***** Text block *****
Smokers Have Increased Risk of Breast Cancer Recurrence and Mortality
NEW YORK (Reuters Health) – Current smokers and former heavy smokers have a greater risk of breast cancer recurrence and mortality than women who have never smoked, according to a new study.
For the report, presented February 20 at the annual meeting of the American College of Preventive Medicine in New Orleans, Louisiana, researchers reviewed records from 9975 breast cancer survivors who were part of the After Breast Cancer Pooling Project. Delayed entry Cox proportional hazard models were used to examine the relationship between breast cancer prognosis and a woman’s smoking status, cigarettes per day, years of smoking, and pack-years.
Former smokers with 20 to 35 pack-years of exposure had a 22% increased risk of breast cancer recurrence and a 26% increased risk of all-cause mortality compared to non-smokers. Those with 35 pack-years of exposure or more had a 37% increased risk of breast cancer recurrence, a 54% increased risk of breast cancer mortality, and a 68% increased risk of all-cause mortality.
Current smokers (with a mean 39 pack-years of exposure) had a 41% higher probability of breast cancer recurrence, a 60% higher probability of breast cancer mortality, and double the risk of all-cause mortality compared to non-smokers. Former smokers with less than 20 pack-years of exposure had no increased risk of any outcome.
The findings were also published online December 7 in the Journal of the National Cancer Institute.
***** Input data *****
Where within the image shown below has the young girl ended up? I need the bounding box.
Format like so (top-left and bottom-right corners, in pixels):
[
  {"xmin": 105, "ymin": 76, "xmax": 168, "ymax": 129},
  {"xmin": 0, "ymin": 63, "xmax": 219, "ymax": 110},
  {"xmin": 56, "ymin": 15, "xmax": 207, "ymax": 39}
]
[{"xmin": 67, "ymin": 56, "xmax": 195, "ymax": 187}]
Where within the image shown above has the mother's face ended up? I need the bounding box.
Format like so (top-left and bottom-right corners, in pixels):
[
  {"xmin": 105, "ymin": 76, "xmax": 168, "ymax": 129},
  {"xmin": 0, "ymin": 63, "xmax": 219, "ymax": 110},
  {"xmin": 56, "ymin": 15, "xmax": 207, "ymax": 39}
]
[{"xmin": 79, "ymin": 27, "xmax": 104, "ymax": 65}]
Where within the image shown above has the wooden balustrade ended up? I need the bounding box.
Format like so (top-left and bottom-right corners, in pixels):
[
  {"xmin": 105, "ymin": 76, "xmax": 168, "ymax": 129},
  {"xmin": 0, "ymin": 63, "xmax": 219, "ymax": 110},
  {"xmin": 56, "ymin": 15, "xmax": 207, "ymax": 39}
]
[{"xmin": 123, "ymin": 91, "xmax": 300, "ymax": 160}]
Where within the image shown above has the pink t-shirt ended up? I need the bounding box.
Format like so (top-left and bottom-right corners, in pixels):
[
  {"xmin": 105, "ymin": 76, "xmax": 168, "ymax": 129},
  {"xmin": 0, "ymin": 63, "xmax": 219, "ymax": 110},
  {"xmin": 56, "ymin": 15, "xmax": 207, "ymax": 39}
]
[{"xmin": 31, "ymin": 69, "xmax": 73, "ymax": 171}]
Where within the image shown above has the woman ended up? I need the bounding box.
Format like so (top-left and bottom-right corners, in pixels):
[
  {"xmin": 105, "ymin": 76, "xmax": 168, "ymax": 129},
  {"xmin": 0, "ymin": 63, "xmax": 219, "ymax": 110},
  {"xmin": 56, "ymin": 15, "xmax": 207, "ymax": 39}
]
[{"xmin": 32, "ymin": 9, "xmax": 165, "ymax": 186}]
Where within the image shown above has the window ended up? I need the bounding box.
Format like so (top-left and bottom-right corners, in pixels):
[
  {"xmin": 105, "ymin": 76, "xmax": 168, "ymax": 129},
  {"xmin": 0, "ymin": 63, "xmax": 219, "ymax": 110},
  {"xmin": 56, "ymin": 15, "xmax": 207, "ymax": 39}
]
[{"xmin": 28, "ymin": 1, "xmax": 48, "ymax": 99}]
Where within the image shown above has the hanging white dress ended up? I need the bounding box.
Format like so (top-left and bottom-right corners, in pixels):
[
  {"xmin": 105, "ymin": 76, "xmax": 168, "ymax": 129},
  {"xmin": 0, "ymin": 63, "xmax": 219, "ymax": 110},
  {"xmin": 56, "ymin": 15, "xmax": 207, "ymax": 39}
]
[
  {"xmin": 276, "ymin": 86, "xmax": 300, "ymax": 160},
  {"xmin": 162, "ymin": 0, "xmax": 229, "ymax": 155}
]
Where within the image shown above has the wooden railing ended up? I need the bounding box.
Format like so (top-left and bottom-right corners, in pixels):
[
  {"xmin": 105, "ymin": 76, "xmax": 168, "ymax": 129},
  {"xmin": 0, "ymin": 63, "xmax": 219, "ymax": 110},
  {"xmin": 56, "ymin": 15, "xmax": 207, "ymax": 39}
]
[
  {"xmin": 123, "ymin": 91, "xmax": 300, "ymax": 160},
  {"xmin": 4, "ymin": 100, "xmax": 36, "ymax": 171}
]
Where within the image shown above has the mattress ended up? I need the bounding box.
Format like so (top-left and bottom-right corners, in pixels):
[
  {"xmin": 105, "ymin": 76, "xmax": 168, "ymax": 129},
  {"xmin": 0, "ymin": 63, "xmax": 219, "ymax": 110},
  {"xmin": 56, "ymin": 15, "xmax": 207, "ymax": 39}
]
*****
[Complete the following]
1. Sum up the news report on smoking and breast cancer in two sentences.
2. In the report on smoking and breast cancer, how much higher was the risk of breast cancer mortality for former smokers with 35 pack-years of exposure or more?
3. Continue the news report on smoking and breast cancer from where it stops.
The records come from a different source than the report.

[Answers in order]
1. A review of records from 9975 breast cancer survivors found that current smokers and former heavy smokers have a greater risk of breast cancer recurrence and mortality than women who have never smoked. Current smokers had a 41% higher probability of recurrence and double the risk of all-cause mortality, while former smokers with less than 20 pack-years of exposure had no increased risk of any outcome.

2. 54% higher than for non-smokers.

3.
The authors believe this is the first study to discover a statistically significant, dose-dependent association between lifetime cigarette smoking and breast cancer recurrence and all-cause mortality. According to co-author Dr. Carolyn Senger from the University of California-San Diego in La Jolla, “These findings are especially significant given that most longitudinal studies have indicated that breast cancer survivors who smoke have increased risk of all-cause mortality while women who quit after diagnosis do not.”
Dr. Senger added, “While the latest Surgeon General report and many studies have documented the way smoking affects cardiovascular and respiratory health, which likely explains some of the impacts of smoking on mortality seen in most studies of breast cancer survivors, this new data suggests a breast cancer-specific mechanism of risk.”
She told Reuters in an email that the results emphasize the public health importance of early cessation to reduce long-term risk. “While it surprised me that the increased risk was confined to heavy smokers, for practitioners seeing breast cancer survivors, there is an important opportunity to motivate women to quit smoking before they accumulate 20 pack-years of exposure,” Dr. Senger said.
Dr. Laura Esserman, director of the Carol Franc Buck Breast Care Center at the University of California, San Francisco, agreed. “We now have data that smoking impacts breast cancer mortality. Not that we need another reason to get people to stop smoking, but here is yet another important finding that cigarette smoking leads to health problems,” she told Reuters Health. “Any newly-diagnosed breast cancer patient who smokes should be put into a program to help them quit. If it is worth treating their breast cancer, it is worth helping them quit smoking.”